◆ Problem to work on
Can you render the entries below, from the line containing "plaque, written as integer pixel values." through the line containing "(1125, 722)", as a JSON list of strings with one string per line and blank lines omitted?

◆ Stored entries

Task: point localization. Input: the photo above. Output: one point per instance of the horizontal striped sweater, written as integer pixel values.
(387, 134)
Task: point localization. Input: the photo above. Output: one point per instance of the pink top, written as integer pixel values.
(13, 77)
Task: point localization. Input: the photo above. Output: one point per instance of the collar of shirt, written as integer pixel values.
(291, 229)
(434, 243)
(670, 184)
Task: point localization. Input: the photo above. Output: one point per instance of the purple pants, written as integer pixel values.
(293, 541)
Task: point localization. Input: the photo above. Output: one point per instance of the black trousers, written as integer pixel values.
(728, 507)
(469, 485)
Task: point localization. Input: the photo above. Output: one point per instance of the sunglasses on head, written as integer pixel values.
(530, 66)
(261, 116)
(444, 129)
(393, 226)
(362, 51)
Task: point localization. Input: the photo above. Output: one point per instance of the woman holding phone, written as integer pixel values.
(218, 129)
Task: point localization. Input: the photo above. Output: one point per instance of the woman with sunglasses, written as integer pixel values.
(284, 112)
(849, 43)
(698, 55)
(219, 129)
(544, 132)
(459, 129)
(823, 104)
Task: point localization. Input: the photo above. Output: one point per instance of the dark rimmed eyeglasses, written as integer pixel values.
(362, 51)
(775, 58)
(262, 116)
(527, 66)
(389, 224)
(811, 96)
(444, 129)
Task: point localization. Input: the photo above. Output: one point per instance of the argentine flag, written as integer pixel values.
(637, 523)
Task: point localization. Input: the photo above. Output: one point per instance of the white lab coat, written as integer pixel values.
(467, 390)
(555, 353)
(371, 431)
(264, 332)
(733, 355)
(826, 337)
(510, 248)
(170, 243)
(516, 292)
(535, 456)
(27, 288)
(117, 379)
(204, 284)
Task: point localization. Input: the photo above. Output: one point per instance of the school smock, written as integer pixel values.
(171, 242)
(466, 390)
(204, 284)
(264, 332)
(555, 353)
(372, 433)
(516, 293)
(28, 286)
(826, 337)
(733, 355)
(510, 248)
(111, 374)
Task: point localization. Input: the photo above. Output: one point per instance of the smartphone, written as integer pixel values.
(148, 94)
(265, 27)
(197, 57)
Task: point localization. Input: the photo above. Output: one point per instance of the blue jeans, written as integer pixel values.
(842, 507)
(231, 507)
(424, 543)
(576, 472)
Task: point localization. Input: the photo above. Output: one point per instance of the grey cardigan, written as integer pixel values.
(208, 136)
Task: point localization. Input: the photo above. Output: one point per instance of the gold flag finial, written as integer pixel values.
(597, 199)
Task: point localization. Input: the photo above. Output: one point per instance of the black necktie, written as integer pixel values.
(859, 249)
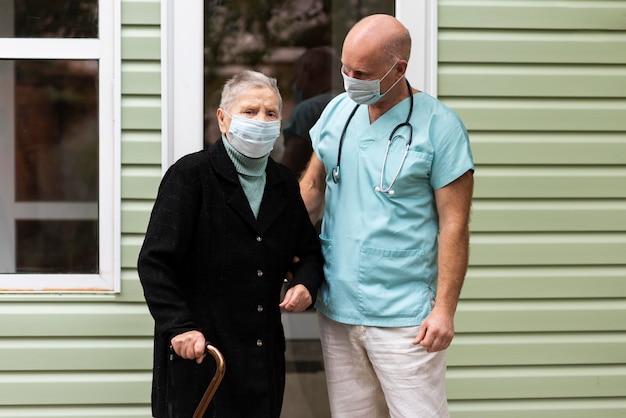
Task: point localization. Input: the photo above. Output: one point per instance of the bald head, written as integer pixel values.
(379, 33)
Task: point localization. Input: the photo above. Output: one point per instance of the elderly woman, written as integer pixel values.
(225, 228)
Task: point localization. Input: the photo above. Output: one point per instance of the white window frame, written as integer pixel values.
(106, 50)
(182, 87)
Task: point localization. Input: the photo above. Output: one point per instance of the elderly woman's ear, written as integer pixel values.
(222, 120)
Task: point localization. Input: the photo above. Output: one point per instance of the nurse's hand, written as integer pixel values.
(190, 345)
(436, 331)
(297, 299)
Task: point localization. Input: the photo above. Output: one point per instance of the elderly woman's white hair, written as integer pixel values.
(243, 81)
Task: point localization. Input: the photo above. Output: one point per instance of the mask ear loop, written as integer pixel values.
(335, 172)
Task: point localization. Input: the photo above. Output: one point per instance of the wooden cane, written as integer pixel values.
(215, 382)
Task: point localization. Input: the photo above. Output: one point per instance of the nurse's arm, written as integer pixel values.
(453, 205)
(312, 188)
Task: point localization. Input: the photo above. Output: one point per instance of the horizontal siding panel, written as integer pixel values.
(135, 216)
(531, 81)
(536, 382)
(75, 388)
(141, 78)
(493, 249)
(537, 349)
(131, 287)
(141, 148)
(554, 148)
(509, 316)
(541, 115)
(540, 408)
(550, 183)
(546, 282)
(538, 14)
(141, 12)
(523, 47)
(40, 319)
(74, 354)
(139, 44)
(548, 215)
(140, 183)
(141, 113)
(83, 411)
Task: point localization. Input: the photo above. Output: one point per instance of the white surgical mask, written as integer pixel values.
(253, 138)
(365, 91)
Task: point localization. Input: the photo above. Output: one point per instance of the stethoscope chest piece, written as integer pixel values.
(406, 124)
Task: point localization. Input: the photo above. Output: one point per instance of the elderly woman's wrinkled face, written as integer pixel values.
(258, 103)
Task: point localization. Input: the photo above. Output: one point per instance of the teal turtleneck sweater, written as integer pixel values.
(251, 173)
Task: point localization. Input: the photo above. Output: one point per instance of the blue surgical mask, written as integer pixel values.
(253, 138)
(365, 92)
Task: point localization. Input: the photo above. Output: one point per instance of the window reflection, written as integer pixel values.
(47, 246)
(53, 18)
(49, 194)
(56, 135)
(250, 34)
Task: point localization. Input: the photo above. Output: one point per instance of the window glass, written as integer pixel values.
(49, 246)
(54, 18)
(56, 130)
(50, 164)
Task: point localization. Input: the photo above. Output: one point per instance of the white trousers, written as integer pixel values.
(377, 372)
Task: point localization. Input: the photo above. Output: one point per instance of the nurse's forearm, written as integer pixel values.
(453, 260)
(313, 187)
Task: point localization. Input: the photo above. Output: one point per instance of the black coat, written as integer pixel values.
(207, 264)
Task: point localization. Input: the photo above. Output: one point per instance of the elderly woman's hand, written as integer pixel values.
(297, 299)
(190, 345)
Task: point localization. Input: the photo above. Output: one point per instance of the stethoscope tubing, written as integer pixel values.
(407, 123)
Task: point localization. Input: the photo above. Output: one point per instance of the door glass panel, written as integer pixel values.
(54, 18)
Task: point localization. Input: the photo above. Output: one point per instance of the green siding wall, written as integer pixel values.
(541, 86)
(91, 356)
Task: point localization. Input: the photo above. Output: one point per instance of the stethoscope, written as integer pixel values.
(380, 187)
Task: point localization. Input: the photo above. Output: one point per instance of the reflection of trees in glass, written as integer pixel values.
(56, 18)
(244, 32)
(269, 35)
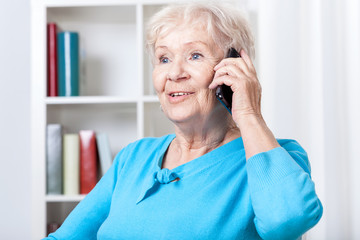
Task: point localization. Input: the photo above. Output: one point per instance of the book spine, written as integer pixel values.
(104, 150)
(88, 161)
(54, 159)
(71, 161)
(52, 74)
(68, 63)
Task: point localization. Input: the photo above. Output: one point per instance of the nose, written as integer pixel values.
(177, 71)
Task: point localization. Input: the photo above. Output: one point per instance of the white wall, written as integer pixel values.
(15, 120)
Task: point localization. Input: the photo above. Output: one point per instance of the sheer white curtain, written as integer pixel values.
(309, 65)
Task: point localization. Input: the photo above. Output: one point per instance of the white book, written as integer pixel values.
(71, 164)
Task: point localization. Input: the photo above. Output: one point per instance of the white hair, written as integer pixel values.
(226, 25)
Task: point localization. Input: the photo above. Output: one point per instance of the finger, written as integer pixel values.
(231, 70)
(247, 60)
(225, 79)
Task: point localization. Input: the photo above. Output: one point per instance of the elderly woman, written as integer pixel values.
(221, 175)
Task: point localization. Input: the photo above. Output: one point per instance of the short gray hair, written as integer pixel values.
(227, 26)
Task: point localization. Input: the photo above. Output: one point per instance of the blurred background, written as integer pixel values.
(308, 61)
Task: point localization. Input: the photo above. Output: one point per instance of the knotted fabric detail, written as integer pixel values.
(164, 176)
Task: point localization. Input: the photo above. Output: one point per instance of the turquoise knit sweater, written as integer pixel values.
(219, 195)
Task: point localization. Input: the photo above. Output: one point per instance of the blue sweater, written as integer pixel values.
(219, 195)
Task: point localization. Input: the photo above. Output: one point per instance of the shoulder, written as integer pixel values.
(297, 152)
(149, 143)
(144, 147)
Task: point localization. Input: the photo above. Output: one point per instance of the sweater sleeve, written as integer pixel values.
(282, 192)
(84, 221)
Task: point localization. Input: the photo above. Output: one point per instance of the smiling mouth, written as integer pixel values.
(179, 94)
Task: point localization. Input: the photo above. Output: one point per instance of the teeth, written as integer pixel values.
(179, 94)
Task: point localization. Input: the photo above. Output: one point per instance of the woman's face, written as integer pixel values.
(183, 70)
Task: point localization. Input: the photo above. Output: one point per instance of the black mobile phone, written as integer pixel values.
(224, 93)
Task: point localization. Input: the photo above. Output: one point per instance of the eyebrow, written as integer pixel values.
(188, 43)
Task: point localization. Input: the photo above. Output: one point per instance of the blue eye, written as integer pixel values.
(196, 56)
(164, 60)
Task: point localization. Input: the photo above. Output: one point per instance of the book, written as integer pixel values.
(71, 162)
(68, 63)
(52, 75)
(88, 161)
(104, 151)
(54, 159)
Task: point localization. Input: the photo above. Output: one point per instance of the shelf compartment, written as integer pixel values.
(119, 121)
(155, 122)
(108, 52)
(58, 211)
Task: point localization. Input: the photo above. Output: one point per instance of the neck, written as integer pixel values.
(202, 135)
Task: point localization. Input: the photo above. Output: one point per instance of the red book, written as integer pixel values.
(52, 76)
(88, 161)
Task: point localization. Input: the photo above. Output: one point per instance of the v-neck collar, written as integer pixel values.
(166, 176)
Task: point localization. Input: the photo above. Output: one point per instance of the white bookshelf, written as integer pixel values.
(116, 93)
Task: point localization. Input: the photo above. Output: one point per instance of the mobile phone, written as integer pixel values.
(224, 93)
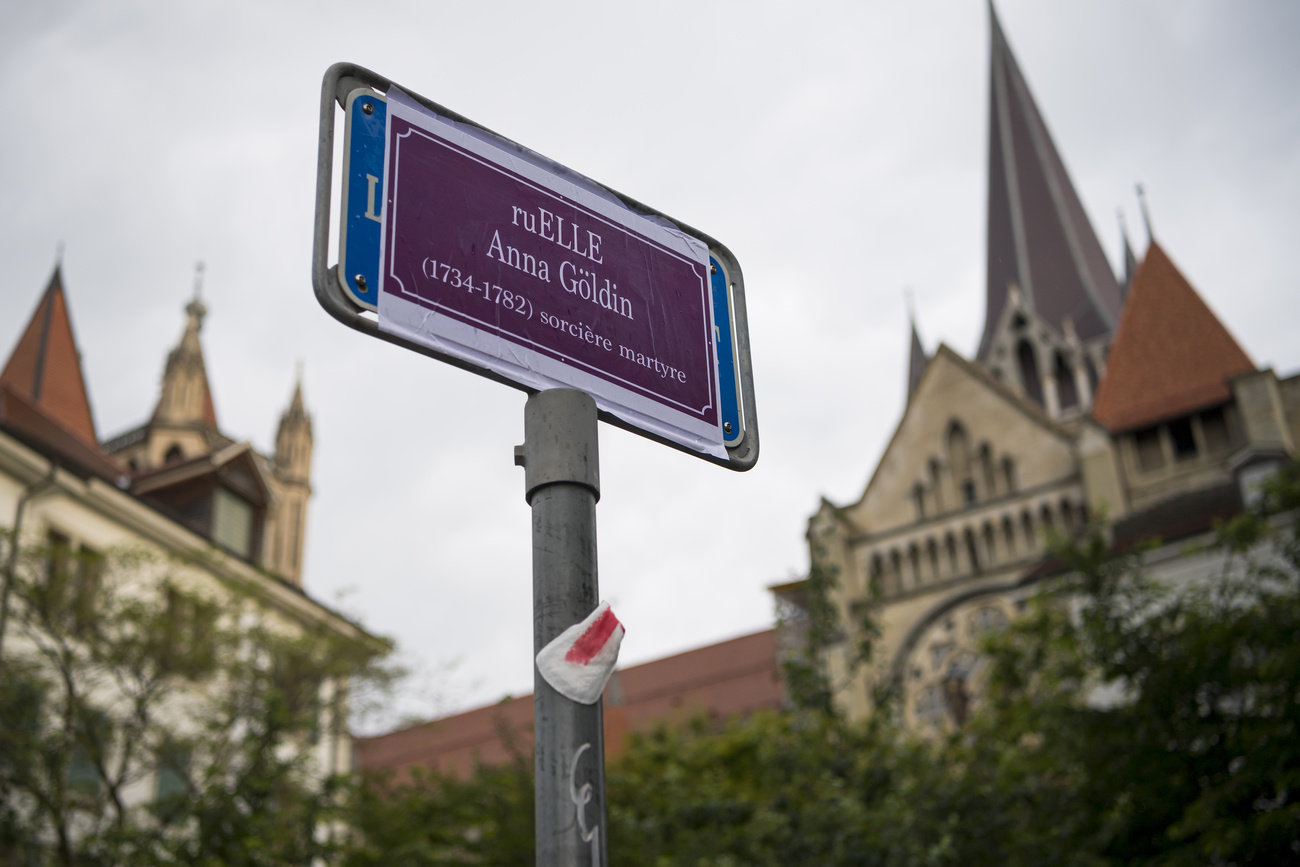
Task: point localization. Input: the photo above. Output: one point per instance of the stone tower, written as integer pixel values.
(291, 469)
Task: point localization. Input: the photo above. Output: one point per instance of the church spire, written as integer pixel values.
(917, 358)
(186, 397)
(46, 365)
(1130, 260)
(1039, 237)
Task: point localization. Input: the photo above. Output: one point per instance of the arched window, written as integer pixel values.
(1066, 390)
(1028, 364)
(960, 463)
(936, 484)
(986, 464)
(1067, 517)
(973, 551)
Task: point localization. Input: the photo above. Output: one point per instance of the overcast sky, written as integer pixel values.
(837, 148)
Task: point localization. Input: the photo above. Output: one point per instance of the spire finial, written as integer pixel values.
(1145, 213)
(195, 308)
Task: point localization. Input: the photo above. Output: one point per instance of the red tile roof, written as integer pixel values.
(728, 679)
(1170, 355)
(44, 367)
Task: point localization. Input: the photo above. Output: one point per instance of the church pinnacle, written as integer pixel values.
(186, 397)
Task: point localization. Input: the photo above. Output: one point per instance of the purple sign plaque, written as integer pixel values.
(494, 258)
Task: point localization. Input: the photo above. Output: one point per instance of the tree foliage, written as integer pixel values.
(147, 723)
(1125, 722)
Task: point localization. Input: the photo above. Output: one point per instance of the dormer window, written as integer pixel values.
(232, 521)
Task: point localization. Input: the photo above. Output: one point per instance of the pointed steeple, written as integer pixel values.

◆ Result of this task
[
  "Task: point localization. Input: the photo above. Output: one point per instance of the purple sign plaque, written as integer pixel values.",
  "(494, 258)",
  "Task: point localization. Input: the photo above. Output: one point per instance of the tree foliage, written as integer pixel values.",
  "(147, 723)",
  "(1125, 722)"
]